Start The data
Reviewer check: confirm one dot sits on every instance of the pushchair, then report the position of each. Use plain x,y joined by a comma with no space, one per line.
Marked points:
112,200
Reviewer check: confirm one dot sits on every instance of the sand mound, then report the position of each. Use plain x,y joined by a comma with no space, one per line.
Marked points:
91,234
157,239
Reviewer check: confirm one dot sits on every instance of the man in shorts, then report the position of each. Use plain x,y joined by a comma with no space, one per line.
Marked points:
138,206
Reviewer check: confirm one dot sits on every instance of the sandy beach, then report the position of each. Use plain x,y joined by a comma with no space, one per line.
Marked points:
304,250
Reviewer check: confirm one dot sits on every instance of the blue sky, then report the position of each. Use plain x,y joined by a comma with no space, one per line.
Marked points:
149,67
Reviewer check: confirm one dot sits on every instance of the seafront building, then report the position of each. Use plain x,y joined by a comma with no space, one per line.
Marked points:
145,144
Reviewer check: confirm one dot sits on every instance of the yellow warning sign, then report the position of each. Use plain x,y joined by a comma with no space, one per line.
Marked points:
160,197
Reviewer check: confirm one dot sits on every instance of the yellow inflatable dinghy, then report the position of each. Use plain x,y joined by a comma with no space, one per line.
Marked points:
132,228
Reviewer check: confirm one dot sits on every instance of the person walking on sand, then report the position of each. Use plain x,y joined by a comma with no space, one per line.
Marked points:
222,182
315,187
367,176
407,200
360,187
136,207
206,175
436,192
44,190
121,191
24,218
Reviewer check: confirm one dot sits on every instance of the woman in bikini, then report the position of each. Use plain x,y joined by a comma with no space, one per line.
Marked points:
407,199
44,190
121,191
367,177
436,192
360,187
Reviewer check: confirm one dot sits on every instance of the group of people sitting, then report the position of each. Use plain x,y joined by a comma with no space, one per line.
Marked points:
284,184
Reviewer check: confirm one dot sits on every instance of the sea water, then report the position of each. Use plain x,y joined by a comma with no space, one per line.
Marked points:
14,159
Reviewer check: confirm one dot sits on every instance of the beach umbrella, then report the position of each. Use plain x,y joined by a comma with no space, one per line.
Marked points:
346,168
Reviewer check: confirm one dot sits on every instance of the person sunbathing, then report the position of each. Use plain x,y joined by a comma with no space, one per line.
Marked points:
End The data
- [Task details] Reproduce all the items above, renaming every "Marked points" to "Placed dots" and keeping everything else unchanged.

- [Exercise result]
Reviewer check: confirm one dot sits on every instance of the pushchair, then report the position of each. Use plain x,y joined by a comma with no space, one per line.
Placed dots:
112,200
Reviewer check: confirm one dot sits on every instance of the sand mound, then report the position of each. Use plain x,y joined by a comma with no space, one per line.
Placed dots:
91,234
157,239
Reviewer check: confirm one dot sits on every instance of the man in shorts, then report the position of each. Use plain x,y joined by a comma with no space, one per line.
Placed dots:
138,206
Reviewer check: confirm one dot sits on every instance of the sandy beach, then report the position of each. Use plain x,y joined by a comma with no space, one per line.
Placed dots:
304,250
Reviewer check: confirm one dot sits on every instance of the blue sky, then report the position of each. Use plain x,y joined by a comma with no space, one per line.
Placed dots:
149,67
Reviewer check: confirm one dot sits on every instance of the seafront building, then report the position of each. Use plain x,y joined by a comma with no space, one per line.
Placed dots:
145,144
Reviewer check: confirm one dot sits on every instance of the yellow warning sign, then report the position of each. Use plain x,y joined by a comma with no space, one per line.
Placed dots:
160,197
Reviewer check: confirm one dot sits on every instance of the yellow inflatable dinghy, then report the position of each. Use plain x,y joined by a comma with no space, one per line.
Placed dots:
132,228
Reviewer check: confirm one dot sits on every instance of the person walking on sand, then report the position of each. Use plain x,y joined by a comma with no space, one per line.
Placed dots:
222,182
315,187
367,176
407,200
360,187
136,207
206,175
436,192
44,190
121,191
24,218
Reviewer check: confirm one dot sits on every instance of the woman in bikini, then report the position of each. Use plain x,y joined by a comma with no space, one per line.
Placed dots:
407,199
44,190
121,191
367,177
436,192
360,187
Reviewer check: confirm one dot sits on every instance of the group of people sitting, then report the position of each. Use plain x,y joined by a comma with no space, one per line.
Placed dots:
284,184
Reviewer check: confirm one dot sits on every instance of the sea water, then report the position of each. Use plain x,y joined by a comma with no space, one per line.
Placed dots:
14,159
Reviewer check: confirm one dot sits on every instance of the beach umbrella, then report the position of each. Use plain x,y joined by a comma with no space, one per line.
Placed dots:
346,168
Reviewer check: confirm one dot sits on every instance of the person sunbathing, then report the position of each. Use plain x,y joined by a comma with no space, one per line.
Placed dots:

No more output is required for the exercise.